QUOTED TEXT
This notebook is an introduction to the pandas library for python. We'll go over the data structures of pandas and explore some of their uses. We'll then play around with some data from a mobile gamma-ray detector array to look at some real uses of DataFrames.
Pandas site
Wes's Book
Other Pandas tutorials I found online with a 5 minute google search
Stack Overflow
I'll just let the Pandas website do the talking here...
pandas consists of the following things
- A set of labeled array data structures, the primary of which are Series and DataFrame
- Series 1D labeled homogenously typed array
- DataFrame 2D labeled, size-mutable tabular structure with potentially heterogeneously-typed columns
- Panel General 3D labeled, also size-mutable array
- Index objects enabling both simple axis indexing and multi-level / hierarchical axis indexing
- An integrated group by engine for aggregating and transforming data sets
- Date range generation (date_range) and custom date offsets enabling the implementation of customized frequencies
- Input/Output tools: loading tabular data from flat files (CSV, delimited, Excel 2003), and saving and loading pandas objects from the fast and efficient PyTables/HDF5 format.

STORED RECORDS
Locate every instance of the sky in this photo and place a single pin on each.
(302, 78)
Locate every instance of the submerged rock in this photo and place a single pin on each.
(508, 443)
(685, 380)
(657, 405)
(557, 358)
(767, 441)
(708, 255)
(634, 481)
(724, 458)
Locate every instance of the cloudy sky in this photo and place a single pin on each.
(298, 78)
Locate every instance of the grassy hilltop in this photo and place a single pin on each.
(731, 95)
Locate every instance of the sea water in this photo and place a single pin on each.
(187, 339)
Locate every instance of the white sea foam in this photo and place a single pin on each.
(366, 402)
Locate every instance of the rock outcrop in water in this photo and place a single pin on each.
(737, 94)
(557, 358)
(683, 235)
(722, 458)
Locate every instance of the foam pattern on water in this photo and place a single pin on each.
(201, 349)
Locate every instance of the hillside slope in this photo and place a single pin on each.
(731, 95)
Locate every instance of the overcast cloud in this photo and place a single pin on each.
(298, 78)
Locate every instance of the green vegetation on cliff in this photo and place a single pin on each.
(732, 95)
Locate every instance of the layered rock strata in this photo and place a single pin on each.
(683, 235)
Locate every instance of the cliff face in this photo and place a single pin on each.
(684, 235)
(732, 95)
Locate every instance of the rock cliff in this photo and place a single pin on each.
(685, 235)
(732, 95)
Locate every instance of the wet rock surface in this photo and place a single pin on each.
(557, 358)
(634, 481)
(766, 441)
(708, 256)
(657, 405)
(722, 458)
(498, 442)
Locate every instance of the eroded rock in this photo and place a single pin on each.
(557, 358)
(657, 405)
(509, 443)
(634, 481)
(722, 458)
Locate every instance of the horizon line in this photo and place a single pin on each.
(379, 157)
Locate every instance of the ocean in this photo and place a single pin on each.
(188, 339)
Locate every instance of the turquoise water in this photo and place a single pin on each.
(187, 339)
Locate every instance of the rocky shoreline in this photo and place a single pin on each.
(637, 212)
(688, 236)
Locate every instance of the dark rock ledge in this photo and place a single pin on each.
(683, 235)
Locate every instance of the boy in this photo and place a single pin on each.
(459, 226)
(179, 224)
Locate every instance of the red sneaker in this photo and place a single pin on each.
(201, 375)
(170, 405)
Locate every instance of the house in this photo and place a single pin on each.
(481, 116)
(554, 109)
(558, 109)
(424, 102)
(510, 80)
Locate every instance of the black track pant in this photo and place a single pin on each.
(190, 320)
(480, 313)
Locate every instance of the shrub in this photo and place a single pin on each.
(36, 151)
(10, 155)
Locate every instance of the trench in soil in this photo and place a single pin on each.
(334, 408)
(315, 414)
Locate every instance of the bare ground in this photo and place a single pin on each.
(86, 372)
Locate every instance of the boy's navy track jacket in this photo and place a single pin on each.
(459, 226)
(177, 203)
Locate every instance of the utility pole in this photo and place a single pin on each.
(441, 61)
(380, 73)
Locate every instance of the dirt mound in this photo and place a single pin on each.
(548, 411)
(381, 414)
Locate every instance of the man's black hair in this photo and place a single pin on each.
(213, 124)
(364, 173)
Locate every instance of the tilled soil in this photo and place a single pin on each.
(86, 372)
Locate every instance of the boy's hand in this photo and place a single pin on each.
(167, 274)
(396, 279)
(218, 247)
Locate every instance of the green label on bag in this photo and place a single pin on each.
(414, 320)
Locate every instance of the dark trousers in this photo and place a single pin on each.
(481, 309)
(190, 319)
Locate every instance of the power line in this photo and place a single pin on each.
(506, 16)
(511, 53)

TASKS TO PERFORM
a) Why does the pandas introduction bring in data from a mobile gamma-ray detector array? Answer in one to three sentences.
b) How does the pandas introduction describe a DataFrame?
c) Please take the pandas introduction further, starting after its last listed item.

RESULTS OF THE EXERCISE
a) The introduction uses that detector data to look at some real uses of DataFrames after it has covered the pandas data structures.

b) It is a 2D labeled, size-mutable tabular structure whose columns can have different types.

c)
- Memory-efficient “sparse” versions of the standard data structures for storing data that is mostly missing or mostly constant (some fixed value)
- Moving window statistics (rolling mean, rolling standard deviation, etc.)
- Static and moving window linear and panel regression
Pandas has a truly incredible amount of functionality, however, accessing a lot of this requires understanding the nuance of Index objects and knowning that the functionality exists.
In [1]:
import numpy as np
import pandas as pd
In [ ]:
sadstring = 'sadnap'
mfs = pd.Series(list(sadstring))
mfs
The .values attribute will return the underlying numpy array or recarray
In [ ]:
mfs.values
The associated index can be viewed. Theres also plenty of attributes for working with more complicated indicies.
You can also write yourself a new index.
In [ ]:
mfs.index
In [ ]:
mfs.index = range(5,11)
mfs
Grabbing a component in a Series is as easy as grabbing based on its label.
In [ ]:
mfs[5]
.ix, .iloc, and .loc can be used to slice in different ways too. More about this in a bit.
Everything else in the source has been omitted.